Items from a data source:
═══

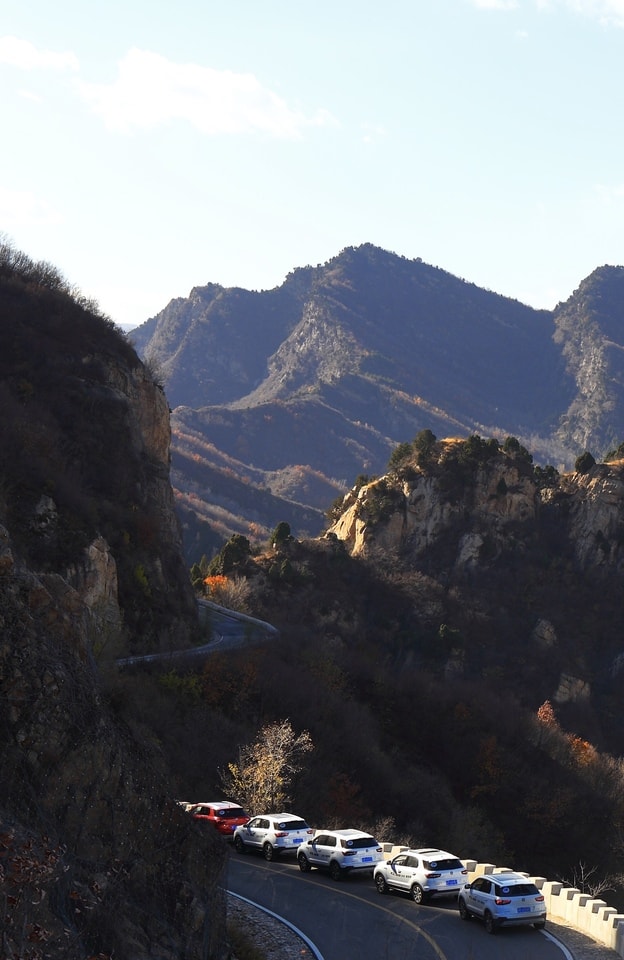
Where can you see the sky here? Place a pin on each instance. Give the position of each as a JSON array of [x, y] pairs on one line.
[[149, 147]]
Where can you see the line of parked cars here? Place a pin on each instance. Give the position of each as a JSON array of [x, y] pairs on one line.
[[499, 899]]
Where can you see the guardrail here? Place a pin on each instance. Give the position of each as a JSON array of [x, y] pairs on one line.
[[587, 914]]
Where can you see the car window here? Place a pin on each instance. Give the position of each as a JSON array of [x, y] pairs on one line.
[[517, 890], [358, 843], [448, 864], [481, 884]]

═══

What the exercise asks - Starting at the line with "Where can you see the car", copy each line through the end of the data, both ends included, and give nothing else.

Result below -
Where can you see the car window here? Place a pin on each instance. Give the position of each as a JSON array of [x, y] pairs on one line.
[[517, 890], [358, 843], [448, 864], [481, 884]]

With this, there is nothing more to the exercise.